** Opening Material to process block **
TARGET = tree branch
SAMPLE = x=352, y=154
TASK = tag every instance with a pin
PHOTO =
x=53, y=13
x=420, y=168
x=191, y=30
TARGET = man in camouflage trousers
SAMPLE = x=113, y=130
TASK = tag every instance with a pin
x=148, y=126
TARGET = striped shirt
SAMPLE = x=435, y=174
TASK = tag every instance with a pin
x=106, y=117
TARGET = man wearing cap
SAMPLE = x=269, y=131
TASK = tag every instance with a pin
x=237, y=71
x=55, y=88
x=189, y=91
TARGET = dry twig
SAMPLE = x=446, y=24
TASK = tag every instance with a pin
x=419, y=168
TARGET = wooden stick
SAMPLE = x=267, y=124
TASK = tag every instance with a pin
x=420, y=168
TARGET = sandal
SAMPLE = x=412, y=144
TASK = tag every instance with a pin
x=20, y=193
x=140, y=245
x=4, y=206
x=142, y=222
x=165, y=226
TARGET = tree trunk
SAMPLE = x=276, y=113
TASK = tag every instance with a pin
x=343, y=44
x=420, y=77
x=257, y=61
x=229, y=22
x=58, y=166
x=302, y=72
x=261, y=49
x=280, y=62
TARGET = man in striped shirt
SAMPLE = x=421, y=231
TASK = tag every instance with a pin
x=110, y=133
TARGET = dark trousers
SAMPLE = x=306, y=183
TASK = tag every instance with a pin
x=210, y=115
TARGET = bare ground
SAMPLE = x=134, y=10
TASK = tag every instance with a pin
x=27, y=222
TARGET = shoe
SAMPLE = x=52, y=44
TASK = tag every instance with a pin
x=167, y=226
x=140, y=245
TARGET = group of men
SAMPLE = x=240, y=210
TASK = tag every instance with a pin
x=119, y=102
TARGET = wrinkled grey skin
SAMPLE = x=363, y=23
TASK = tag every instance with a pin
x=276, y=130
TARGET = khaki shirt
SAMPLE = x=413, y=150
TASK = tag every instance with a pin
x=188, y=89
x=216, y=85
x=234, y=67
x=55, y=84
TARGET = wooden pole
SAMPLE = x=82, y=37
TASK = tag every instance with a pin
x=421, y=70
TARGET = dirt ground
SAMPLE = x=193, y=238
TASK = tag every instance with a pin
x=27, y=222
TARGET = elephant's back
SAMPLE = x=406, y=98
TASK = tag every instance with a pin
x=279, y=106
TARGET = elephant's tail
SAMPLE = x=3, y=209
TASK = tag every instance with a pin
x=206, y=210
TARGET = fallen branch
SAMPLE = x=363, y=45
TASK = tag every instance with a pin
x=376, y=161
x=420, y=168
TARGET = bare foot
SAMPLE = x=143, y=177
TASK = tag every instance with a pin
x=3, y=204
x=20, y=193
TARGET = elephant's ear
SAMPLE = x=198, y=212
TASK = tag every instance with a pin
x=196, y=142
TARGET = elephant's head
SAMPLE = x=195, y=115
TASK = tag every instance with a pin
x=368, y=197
** Closing Material to process block **
** Opening Material to process block **
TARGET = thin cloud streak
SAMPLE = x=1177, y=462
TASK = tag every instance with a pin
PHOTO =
** Closing Material to process block **
** Opening Material to process block **
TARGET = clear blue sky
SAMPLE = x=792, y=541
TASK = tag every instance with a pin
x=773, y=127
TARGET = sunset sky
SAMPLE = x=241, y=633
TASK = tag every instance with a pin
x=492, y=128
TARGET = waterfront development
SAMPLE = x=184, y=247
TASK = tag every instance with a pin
** Closing Material to process block **
* Your goal *
Your reply should be a single number: how many lines in the listing above include the string "trousers".

* Answer box *
2